Short problem
Extract every line below, verbatim.

START Stored records

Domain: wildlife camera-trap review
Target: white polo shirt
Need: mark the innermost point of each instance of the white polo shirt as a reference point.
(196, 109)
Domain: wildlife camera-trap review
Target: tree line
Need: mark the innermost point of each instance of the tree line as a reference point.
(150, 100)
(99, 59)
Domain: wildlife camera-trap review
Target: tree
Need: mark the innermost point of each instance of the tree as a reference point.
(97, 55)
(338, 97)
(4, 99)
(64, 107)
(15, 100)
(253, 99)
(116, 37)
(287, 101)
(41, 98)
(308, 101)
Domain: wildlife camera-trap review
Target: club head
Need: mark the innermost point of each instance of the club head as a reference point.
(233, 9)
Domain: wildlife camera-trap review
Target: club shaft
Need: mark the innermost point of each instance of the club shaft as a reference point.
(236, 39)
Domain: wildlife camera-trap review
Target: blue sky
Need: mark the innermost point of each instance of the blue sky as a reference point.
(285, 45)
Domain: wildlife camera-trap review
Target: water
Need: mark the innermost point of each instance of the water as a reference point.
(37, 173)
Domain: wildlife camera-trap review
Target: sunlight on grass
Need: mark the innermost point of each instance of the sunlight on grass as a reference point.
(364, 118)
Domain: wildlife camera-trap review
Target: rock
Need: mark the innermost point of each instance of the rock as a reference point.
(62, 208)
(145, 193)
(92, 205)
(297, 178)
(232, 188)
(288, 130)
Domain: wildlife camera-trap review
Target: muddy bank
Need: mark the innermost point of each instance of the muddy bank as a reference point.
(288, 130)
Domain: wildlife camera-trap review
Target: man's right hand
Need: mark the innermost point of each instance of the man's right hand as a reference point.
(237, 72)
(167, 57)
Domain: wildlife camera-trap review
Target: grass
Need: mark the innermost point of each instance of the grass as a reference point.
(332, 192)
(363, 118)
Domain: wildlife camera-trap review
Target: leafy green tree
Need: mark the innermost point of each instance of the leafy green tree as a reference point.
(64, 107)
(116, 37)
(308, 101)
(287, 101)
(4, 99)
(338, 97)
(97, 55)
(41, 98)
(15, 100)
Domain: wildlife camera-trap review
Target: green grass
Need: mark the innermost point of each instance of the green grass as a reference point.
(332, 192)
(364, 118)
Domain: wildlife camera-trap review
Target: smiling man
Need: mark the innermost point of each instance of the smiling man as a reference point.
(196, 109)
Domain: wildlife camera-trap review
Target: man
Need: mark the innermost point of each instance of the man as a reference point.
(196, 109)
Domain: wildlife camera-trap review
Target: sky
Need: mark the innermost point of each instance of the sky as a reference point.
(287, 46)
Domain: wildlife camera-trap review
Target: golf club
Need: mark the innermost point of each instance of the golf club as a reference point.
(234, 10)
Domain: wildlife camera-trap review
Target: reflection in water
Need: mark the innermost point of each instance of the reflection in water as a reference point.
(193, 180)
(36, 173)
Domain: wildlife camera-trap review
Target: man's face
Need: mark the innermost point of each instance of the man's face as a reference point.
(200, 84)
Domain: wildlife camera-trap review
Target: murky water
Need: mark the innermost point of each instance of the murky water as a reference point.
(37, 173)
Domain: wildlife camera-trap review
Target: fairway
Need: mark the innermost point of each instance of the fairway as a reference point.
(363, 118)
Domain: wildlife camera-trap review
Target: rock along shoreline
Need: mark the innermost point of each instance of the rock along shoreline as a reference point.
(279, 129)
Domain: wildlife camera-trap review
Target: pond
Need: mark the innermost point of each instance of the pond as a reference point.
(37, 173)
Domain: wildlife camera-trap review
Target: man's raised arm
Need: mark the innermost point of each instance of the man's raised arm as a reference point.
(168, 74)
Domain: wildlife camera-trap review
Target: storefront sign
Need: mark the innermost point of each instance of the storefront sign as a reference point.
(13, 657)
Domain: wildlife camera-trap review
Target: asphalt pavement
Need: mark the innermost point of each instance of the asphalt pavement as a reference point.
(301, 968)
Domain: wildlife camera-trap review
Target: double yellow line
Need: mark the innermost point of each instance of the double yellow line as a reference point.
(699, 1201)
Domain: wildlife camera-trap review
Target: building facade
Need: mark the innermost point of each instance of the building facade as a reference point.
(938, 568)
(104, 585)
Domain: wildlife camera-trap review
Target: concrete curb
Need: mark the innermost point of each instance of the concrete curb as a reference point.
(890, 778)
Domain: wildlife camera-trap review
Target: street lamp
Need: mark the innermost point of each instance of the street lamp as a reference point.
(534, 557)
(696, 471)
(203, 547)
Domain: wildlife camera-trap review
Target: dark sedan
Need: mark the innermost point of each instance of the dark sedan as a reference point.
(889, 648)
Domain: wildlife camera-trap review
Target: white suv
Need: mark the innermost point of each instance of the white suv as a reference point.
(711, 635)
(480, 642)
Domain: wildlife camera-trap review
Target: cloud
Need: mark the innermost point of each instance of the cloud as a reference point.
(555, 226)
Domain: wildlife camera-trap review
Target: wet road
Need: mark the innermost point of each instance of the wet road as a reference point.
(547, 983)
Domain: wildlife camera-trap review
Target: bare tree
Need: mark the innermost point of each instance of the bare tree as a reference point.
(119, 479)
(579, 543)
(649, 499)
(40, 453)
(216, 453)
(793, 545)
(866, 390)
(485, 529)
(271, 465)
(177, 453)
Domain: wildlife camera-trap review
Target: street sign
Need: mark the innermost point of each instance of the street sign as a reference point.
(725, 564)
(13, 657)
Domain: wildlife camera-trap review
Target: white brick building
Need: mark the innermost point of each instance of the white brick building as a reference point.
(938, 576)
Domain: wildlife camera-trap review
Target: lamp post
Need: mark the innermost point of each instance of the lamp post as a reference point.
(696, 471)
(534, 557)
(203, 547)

END Stored records

Solution for this task
Domain: wildlife camera-trap review
Target: white polo shirt
Need: mark the innermost point of each instance of the white polo shirt as a reference point.
(196, 109)
Domain: wildlife camera-trap review
Target: tree line
Need: mark the innermost point of each instance of the tree line as a reference point.
(150, 100)
(99, 59)
Domain: wildlife camera-trap review
Target: tree
Need: mark the innermost point of each instance of the tree as a reference point.
(97, 55)
(338, 97)
(4, 99)
(64, 107)
(15, 100)
(253, 99)
(116, 37)
(287, 101)
(41, 98)
(308, 101)
Domain: wildlife camera-trap review
Target: club head
Need: mark the innermost point of each instance of the club head as a reference point.
(233, 9)
Domain: wildlife camera-trap review
Target: club shaft
Need: mark the innermost point of each instance of the club shaft as a reference point.
(236, 39)
Domain: wildlife camera-trap review
Target: blue sky
Need: mark the innermost point of each instance of the blue sky as a reference point.
(285, 45)
Domain: wildlife camera-trap review
Target: water
Need: mark the innermost point of each instance of the water as a reference point.
(37, 173)
Domain: wildlife camera-trap review
Target: sunlight on grass
Need: mark the innermost point of each instance of the sunlight on grass as a reference point.
(364, 118)
Domain: wildlife camera-trap review
Target: rock
Need: mark the innermost point of each instance of the rock as a reference point.
(62, 208)
(145, 193)
(92, 205)
(297, 178)
(232, 188)
(288, 130)
Domain: wildlife camera-trap review
Target: muddy bank
Need: mark the innermost point of each instance of the muddy bank as a reference point.
(288, 130)
Domain: wildlife camera-trap review
Target: man's right hand
Need: mark the innermost point of each instance of the man's right hand as a reference point.
(237, 72)
(167, 57)
Domain: wildlife camera-trap review
Target: grass
Need: mark the innermost point of each instance of the grass as a reference point.
(332, 192)
(363, 118)
Domain: wildlife camera-trap review
Target: leafy green tree
Need: mark the innermost point of each instance of the leafy green tree as a reference point.
(64, 107)
(116, 37)
(308, 101)
(287, 101)
(4, 99)
(338, 97)
(97, 55)
(41, 98)
(15, 100)
Domain: wildlife camera-trap review
Target: green grass
Need: mark the innermost point of each instance of the green grass as a reference point.
(332, 192)
(364, 118)
Domain: wildlife camera-trap review
Target: smiling man
Need: mark the innermost point of each instance of the smiling man as a reference point.
(196, 109)
Domain: wildlife camera-trap review
Target: man
Need: mark the innermost point of each instance of the man as a reference point.
(196, 109)
Domain: wildlife camera-trap review
Target: sky
Need: mark the innermost point of each instance of the sky as a reference point.
(287, 46)
Domain: wildlife camera-trap review
Target: golf club
Need: mark the innermost point of each instance of the golf club as a reference point.
(234, 10)
Domain: wildlife camera-trap review
Target: reflection in water
Need: mark the innermost point of each instance of the reflection in water as a reference point.
(193, 180)
(36, 173)
Domain: wildlife camera-trap review
Target: man's face
Need: mark the innermost point of each instance of the man's face as a reference point.
(200, 84)
Domain: wildlife camera-trap review
Target: murky water
Need: mark the innermost point of each instance of the murky water as a reference point.
(37, 173)
Domain: wildlife camera-trap review
Target: fairway
Need: mark the innermost point of each instance of the fairway as a reference point.
(363, 118)
Domain: wildlife camera-trap review
Target: rock along shoreline
Need: mark the innermost point of each instance of the rock along shoreline as a reference point.
(279, 129)
Domain: wildlife camera-trap review
Target: pond
Need: mark the innermost point of each instance of the pond as a reference point.
(37, 173)
Domain: wildlife camera-trap review
Target: man's raised arm
Need: mark the innermost point of each instance of the man's raised arm as a reference point.
(168, 74)
Domain: wildlife camera-trap review
Target: storefront sign
Need: mark the innermost point of each instance of the storefront sign as a reference point.
(13, 657)
Domain: wildlife camera-trap review
Target: asphalt pavement
Need: mark the innermost point of each instance of the asphalt pavement as a reference point.
(301, 968)
Domain: wildlife camera-trap review
Target: double yellow line
Need: mark the innermost point of each instance of the double yellow line as a reference point.
(699, 1201)
Domain: wildlife camera-trap review
Target: building facade
Need: mark the innermost point of each instance of the building facade as a reference point.
(938, 568)
(104, 585)
Domain: wildlife camera-trap review
Target: concrete curb
Need: mark the innermost point of each instance of the concrete curb as a reference point.
(890, 778)
Domain: wildlife camera-trap review
Target: street lamp
Need: mark the innermost point of each instance of the street lamp as a reference point.
(534, 557)
(696, 471)
(203, 547)
Domain: wildlife camera-trap review
Target: dark sedan
Need: mark the innermost point of each instance of the dark sedan as a reference point.
(889, 648)
Domain: wildlife camera-trap review
Target: white suv
Need: mark the innermost point of each instance of the white suv as a reference point.
(711, 635)
(480, 642)
Domain: wildlife camera-trap review
Target: cloud
Need: mark the innermost point of each instance of the cloud as a reference point.
(555, 226)
Domain: wildlife camera-trap review
Target: wet road
Need: mark the innermost point of each instance of the wet road as a reference point.
(547, 983)
Domain: wildlife camera-trap review
Target: bare tree
Need: mark the innermost point of each instance of the bare tree as a reference point.
(119, 479)
(579, 543)
(649, 499)
(40, 453)
(216, 453)
(793, 545)
(866, 390)
(485, 529)
(271, 465)
(177, 453)
Domain: wildlife camera-trap review
Target: street sign
Need: mark the innermost point of each instance of the street sign as a reference point.
(725, 564)
(13, 657)
Domain: wildlife camera-trap review
Target: white brick building
Need: mark the innermost point of each instance of the white brick building as a reference point.
(938, 576)
Domain: wildlife camera-trap review
Target: lamp post
Need: mark the innermost point of each instance of the lamp post as a reference point.
(696, 471)
(534, 557)
(203, 547)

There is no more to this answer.